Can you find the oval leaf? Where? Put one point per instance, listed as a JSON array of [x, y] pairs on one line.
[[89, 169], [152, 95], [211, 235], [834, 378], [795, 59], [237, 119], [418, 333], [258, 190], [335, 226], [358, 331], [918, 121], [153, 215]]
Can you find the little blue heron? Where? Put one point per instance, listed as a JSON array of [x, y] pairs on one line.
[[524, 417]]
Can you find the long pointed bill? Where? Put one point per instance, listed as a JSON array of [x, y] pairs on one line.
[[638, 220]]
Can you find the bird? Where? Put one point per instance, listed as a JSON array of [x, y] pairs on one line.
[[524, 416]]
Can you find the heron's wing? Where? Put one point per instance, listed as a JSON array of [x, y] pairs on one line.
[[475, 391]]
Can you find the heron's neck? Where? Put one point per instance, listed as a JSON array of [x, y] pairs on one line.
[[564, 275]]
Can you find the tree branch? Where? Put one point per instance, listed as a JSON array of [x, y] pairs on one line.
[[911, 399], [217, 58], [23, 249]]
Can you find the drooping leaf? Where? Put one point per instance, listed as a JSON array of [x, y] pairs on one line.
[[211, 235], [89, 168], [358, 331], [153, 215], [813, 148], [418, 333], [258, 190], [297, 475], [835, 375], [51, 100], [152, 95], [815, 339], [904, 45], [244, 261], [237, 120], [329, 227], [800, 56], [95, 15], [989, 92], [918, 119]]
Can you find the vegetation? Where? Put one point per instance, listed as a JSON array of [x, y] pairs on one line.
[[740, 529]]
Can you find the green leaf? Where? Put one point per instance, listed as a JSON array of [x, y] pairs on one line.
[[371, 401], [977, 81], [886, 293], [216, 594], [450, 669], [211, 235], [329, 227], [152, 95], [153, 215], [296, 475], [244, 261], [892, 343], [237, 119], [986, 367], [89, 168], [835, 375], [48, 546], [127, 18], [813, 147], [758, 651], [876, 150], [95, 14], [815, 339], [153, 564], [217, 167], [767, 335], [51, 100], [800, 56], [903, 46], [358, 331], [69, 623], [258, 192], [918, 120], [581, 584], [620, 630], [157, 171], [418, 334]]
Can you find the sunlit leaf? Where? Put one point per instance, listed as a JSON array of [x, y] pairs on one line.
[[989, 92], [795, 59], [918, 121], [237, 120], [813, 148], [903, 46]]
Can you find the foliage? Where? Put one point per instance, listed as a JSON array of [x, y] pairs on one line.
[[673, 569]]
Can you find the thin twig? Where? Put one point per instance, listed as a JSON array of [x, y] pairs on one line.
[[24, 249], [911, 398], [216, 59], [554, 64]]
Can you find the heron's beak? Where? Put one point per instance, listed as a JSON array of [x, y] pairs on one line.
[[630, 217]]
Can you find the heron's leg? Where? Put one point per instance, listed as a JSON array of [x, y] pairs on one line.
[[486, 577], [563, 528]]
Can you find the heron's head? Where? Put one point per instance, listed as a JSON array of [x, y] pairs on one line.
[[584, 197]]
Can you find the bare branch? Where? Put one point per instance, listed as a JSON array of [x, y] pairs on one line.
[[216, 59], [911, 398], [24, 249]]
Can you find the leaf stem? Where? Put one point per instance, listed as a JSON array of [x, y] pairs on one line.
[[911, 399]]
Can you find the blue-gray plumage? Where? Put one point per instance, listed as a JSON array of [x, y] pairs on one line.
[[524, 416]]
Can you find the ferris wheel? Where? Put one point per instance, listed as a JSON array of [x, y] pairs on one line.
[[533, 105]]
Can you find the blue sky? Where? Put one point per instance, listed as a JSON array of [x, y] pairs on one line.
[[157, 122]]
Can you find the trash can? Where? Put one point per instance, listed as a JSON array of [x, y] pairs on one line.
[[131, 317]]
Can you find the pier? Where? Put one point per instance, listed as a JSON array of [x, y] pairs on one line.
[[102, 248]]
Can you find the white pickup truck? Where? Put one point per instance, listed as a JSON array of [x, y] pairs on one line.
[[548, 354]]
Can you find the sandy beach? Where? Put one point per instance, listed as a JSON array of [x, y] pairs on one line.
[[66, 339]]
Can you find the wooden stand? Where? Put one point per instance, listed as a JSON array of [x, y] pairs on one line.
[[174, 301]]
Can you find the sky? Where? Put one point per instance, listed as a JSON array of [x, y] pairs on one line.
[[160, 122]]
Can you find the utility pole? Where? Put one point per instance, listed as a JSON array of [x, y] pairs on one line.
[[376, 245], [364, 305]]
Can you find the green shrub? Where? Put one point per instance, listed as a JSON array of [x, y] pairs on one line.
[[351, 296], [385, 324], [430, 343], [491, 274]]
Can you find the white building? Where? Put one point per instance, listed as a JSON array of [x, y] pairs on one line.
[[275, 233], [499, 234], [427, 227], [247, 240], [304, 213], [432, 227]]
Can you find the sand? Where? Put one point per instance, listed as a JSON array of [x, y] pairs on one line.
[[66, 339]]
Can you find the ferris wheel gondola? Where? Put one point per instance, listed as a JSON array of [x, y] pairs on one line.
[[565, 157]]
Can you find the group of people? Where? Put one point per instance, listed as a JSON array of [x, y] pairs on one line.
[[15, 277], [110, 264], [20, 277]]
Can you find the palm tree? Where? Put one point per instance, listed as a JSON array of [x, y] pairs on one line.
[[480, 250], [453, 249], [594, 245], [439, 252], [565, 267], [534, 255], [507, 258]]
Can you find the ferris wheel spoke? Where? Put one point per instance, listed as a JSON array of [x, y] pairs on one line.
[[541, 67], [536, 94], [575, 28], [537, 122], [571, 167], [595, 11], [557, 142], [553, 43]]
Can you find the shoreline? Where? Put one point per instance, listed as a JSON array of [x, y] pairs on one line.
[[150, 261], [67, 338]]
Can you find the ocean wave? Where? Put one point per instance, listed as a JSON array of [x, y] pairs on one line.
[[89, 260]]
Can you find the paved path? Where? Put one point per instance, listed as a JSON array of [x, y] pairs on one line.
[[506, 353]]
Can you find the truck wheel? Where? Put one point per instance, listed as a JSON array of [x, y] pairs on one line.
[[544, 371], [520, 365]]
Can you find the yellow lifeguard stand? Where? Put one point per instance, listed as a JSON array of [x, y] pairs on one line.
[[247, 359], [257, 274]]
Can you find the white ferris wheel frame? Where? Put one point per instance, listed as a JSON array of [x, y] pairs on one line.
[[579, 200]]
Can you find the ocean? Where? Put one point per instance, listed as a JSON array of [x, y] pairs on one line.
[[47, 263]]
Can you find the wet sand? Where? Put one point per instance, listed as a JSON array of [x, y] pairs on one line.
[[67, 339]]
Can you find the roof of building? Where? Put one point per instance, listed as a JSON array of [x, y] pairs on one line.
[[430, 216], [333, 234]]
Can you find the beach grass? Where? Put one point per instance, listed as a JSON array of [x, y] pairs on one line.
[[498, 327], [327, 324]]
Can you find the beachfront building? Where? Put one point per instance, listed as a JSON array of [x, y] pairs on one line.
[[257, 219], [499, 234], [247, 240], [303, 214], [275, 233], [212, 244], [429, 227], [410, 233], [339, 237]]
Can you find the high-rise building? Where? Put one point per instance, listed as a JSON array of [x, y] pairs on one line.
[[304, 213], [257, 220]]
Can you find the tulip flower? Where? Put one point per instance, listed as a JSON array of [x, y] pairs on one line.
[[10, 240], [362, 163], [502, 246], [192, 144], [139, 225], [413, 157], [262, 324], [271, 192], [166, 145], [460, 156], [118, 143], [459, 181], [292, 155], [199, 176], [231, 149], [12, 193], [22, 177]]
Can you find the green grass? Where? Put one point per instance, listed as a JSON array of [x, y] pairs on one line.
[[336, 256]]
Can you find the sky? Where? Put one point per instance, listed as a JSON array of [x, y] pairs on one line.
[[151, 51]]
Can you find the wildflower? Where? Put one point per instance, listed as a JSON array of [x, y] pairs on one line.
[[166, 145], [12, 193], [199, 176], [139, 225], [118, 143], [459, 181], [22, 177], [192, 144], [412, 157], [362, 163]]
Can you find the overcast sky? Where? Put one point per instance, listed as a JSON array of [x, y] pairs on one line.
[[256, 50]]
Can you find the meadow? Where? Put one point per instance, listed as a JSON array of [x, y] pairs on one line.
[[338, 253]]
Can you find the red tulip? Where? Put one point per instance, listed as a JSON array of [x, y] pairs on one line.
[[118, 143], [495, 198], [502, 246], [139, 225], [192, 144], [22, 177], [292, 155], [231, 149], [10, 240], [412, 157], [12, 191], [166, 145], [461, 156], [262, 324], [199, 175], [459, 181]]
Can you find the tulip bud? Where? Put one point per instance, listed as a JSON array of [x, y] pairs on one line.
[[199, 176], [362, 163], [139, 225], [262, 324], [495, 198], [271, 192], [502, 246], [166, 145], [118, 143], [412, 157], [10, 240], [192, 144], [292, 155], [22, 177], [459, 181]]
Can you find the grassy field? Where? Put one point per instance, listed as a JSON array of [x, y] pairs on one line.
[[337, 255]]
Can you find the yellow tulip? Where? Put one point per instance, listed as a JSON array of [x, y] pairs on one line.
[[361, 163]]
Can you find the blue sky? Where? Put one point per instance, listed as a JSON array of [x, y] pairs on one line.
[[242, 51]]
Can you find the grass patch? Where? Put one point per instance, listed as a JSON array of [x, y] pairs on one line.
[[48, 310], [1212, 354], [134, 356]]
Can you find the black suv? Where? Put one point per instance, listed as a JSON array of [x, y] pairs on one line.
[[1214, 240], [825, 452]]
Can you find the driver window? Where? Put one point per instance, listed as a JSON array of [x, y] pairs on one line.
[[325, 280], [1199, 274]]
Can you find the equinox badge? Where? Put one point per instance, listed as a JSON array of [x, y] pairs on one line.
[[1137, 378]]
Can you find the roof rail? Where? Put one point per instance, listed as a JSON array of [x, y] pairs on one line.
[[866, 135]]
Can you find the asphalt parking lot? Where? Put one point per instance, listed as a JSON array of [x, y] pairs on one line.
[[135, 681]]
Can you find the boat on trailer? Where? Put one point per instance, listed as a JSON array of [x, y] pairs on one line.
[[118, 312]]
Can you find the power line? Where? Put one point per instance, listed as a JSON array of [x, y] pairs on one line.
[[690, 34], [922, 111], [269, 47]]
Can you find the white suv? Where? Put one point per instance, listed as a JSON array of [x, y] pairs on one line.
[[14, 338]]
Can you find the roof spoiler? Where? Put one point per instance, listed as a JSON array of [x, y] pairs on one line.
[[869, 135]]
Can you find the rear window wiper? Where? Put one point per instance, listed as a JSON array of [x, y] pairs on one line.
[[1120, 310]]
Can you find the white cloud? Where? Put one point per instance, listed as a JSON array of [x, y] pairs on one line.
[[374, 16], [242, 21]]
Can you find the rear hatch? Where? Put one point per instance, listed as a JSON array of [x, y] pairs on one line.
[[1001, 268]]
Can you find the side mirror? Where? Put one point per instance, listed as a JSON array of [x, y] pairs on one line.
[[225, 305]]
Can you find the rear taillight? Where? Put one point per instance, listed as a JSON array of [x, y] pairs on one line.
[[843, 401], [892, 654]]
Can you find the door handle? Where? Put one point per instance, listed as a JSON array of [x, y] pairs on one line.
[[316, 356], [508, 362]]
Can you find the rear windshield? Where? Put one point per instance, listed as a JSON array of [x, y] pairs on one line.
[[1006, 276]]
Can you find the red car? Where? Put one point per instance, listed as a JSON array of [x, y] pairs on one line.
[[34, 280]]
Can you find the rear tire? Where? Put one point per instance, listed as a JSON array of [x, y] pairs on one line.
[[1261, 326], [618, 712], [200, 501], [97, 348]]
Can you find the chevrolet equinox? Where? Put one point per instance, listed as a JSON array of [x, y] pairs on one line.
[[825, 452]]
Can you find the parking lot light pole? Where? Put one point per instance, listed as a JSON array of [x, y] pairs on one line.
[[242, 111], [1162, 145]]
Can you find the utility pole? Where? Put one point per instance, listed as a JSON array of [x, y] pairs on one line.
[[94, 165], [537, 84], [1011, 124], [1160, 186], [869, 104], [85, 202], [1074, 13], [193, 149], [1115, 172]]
========================================
The exercise
Duplicate the rows above verbatim, from the line containing "Can you find the yellow tulip?" down through the line containing "[[118, 312]]", with both lines included.

Result for this exercise
Can you find the yellow tulip? Where? Put one point per instance, listed as a JSON array of [x, y] pairs on one line.
[[361, 163]]
Can you find the blue sky? Where? Put one point per instance, listed as a JSON array of [x, y] pairs on one line.
[[242, 51]]
Can you find the grass patch? Where? Put one point per instance, listed as a JSON array of [x, y] pairs on one line.
[[48, 310], [1212, 354], [134, 356]]
Can you find the black suv? Where? Put one point per instance, listed as a JSON array of [x, y] pairs on one line.
[[1214, 240], [825, 452]]
Can you find the driver window? Where? Put one point per instance, listed as a JSON array of [x, y] pairs on one line.
[[325, 280], [1199, 274]]
Can you find the equinox badge? Where? Put one point per instance, listed as a JSON array of [x, y] pairs on one line.
[[1137, 378]]
Can you find the roof rail? Where? Put one point per instance, listed as a JSON array of [x, y] pairs on one line.
[[866, 135]]
Can you find the asphalt parking lot? Where? Put one point per instance, listed as a JSON array of [x, y] pairs on one line.
[[135, 681]]
Can you find the boat on trailer? Where? Put one point per instance, listed as a JSON array of [x, y] pairs on one line.
[[118, 312]]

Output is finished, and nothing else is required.